Aşağıdaki Yargıtay kararı metnini son cümlesinin ardından sürdürün.

### Verilen metin
---
Yargıtay Kararı 11. Hukuk Dairesi 2015/6313 E. 2015/8198 K. 12.06.2015 T.

YARGITAY KARARI
DAİRE : 11. Hukuk Dairesi
ESAS NO : 2015/6313
KARAR NO : 2015/8198
KARAR TARİHİ : 12.06.2015

MAHKEMESİ : YOZGAT 2. ASLİYE HUKUK MAHKEMESİ
(TİCARET MAHKEMESİ SIFATIYLA)
TARİHİ : 29/05/2014
NUMARASI : 2011/358-2014/490

Taraflar arasında görülen davada Yozgat 2. Asliye Hukuk Mahkemesi’nce verilen 29/05/2014 tarih ve 2011/358-2014/490 sayılı kararın Yargıtayca incelenmesi birleşen davada davalılar vekili ve katılma yoluyla davacı vekili tarafından istenmiş ve temyiz dilekçesinin süresi içinde verildiği anlaşılmış olmakla, dava dosyası için Tetkik Hakimi tarafından düzenlenen rapor dinlendikten ve yine dosya içerisindeki dilekçe, layihalar, duruşma tutanakları ve tüm belgeler okunup, incelendikten sonra işin gereği görüşülüp, düşünüldü:
Davacı vekili, asıl davada, davalı şirketlerin müvekkillerinin murislerine ait 8411 adet hisse senetlerine ilişkin bildirdikleri nominal değeri kabul etmediklerini ileri sürerek, murislerinden intikal eden hisse senetlerinin nominal değeri olarak bildirilen değerlerinin itirazen iptaline, hisse senetleri üzerinde yazılı bir milyon TL nominal değerlerin tespitine karar verilmesini talep ve dava etmiş, ıslah dilekçesiyle hisse senetlerinin geçersiz olması nedeniyle ödenen 496.775DM için fazlaya ilişkin haklarını saklı tutarak 10.000TL’nin tahsilini istemiş, birleşen davada ise müvekkillerinin murisinin iştirak taahütnameleri ve hisse senedi devir ve kabul sözleşmeleri ile davalı şirketlere ait toplam 521.625 DM karşılığında hisse senedi satın aldığını, söz konusu hisse senetlerinin davalı şirketlerin kayıtlarında bulunmadığını, davalıların müvekkilleri aleyhine haksız menfaat temin ettiklerini ileri sürerek, fazaya ilişkin haklarını saklı tutarak şimdilik 20.000TL’nin davalılardan tahsiline karar verilmesini talep ve dava etmiştir.
---
### Sağlanan veriler
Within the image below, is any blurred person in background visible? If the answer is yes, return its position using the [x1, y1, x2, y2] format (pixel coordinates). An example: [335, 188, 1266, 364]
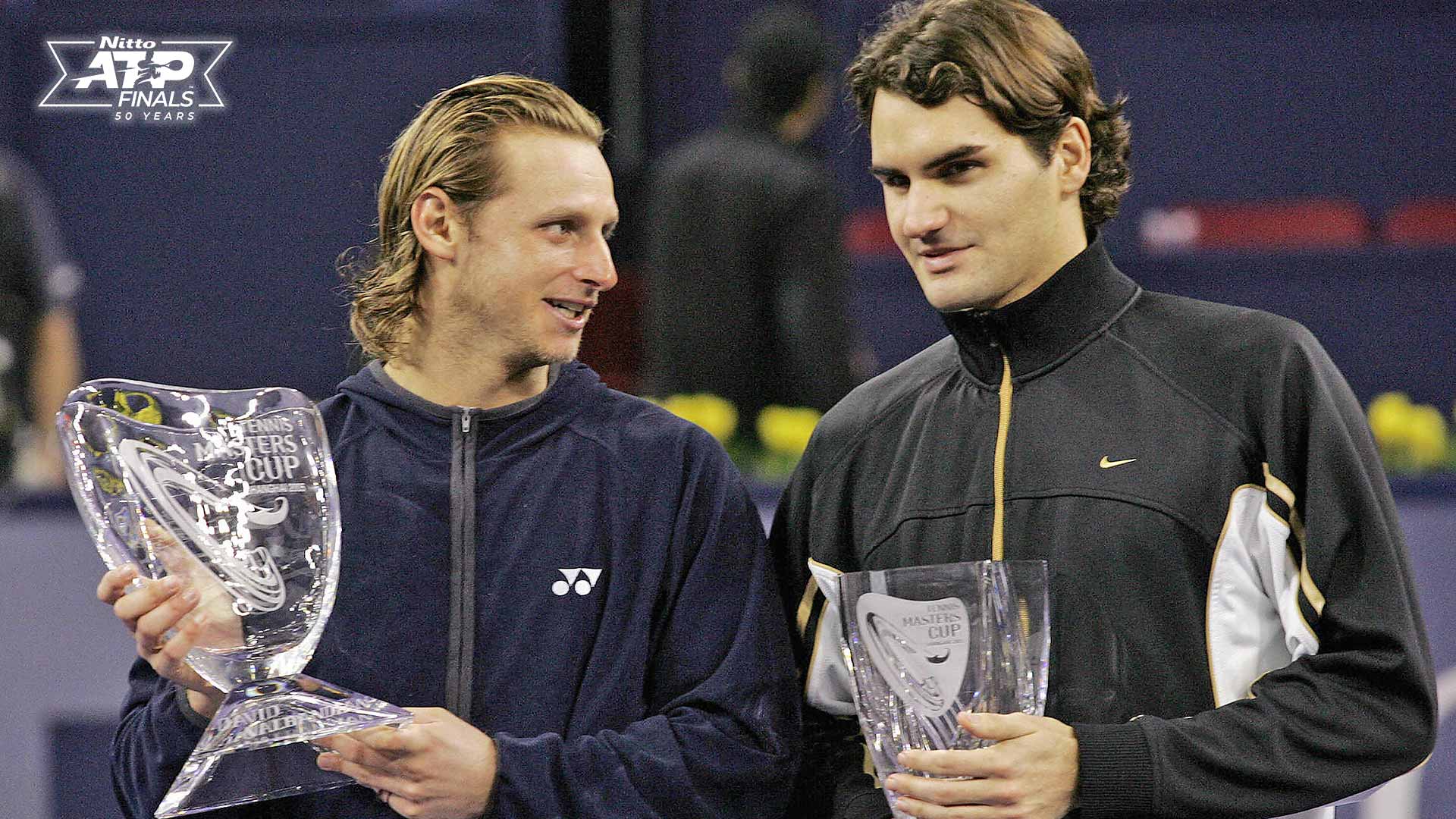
[0, 149, 82, 491]
[642, 5, 874, 430]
---
### Alıştırma cevabı
Davalılar vekili, asıl dava yönünden husumet itirazında bulunmuş, esasa ilişkin olarak davanın reddini istemiş, birleşen dava yönünden ise zamanaşımı def’inde bulunmuş, davanın esasına ilişkin olarak da davacılar murisinden haksız ve sebepsiz bir para tahsil edilmediğini savunarak, davanın reddini istemiştir.
Mahkemece, iddia, savunma, benimsenen bilirkişi raporu ve dosya kapsamına göre, davacının davalı Y.Y. İhtiyaç Mad. Paz.Tic.A.Ş. ve Y. Gıda San.Tic. AŞ. yönünden iddialarını ispatlayamadığı, davacının davalı Y. Holding A.Ş.’ye iştirak taahhütnamesi adlı belge ile ortak olmak istediği ancak pay devrinin şirketteki ortaklar pay defterine kaydedilmediği gibi davalı holdingin davacıya devredilmesi gereken bu hisselerin genel kurulda temsil edildiğine ilişkin delil de ibraz edemediği gerekçesiyle, asıl davanın pasif husumet ehliyeti yokluğundan reddine, birleşen davanın kısmen kabulü ile 20.000TL’nin davalı Y. Holding A.Ş. den tahsiline karar verilmiştir.
Birleşen dosyada verilen kararı, davalılar vekili ve katılma yoluyla davacı vekili temyiz etmiştir.
1-Dava dosyası içerisindeki bilgi ve belgelere, mahkeme kararının gerekçesinde dayanılan delilerin tartışılıp, değerlendirilmesinde usul ve yasaya aykırı bir yön bulunmamasına göre, davalılar vekilinin tüm temyiz itirazları yerinde değildir.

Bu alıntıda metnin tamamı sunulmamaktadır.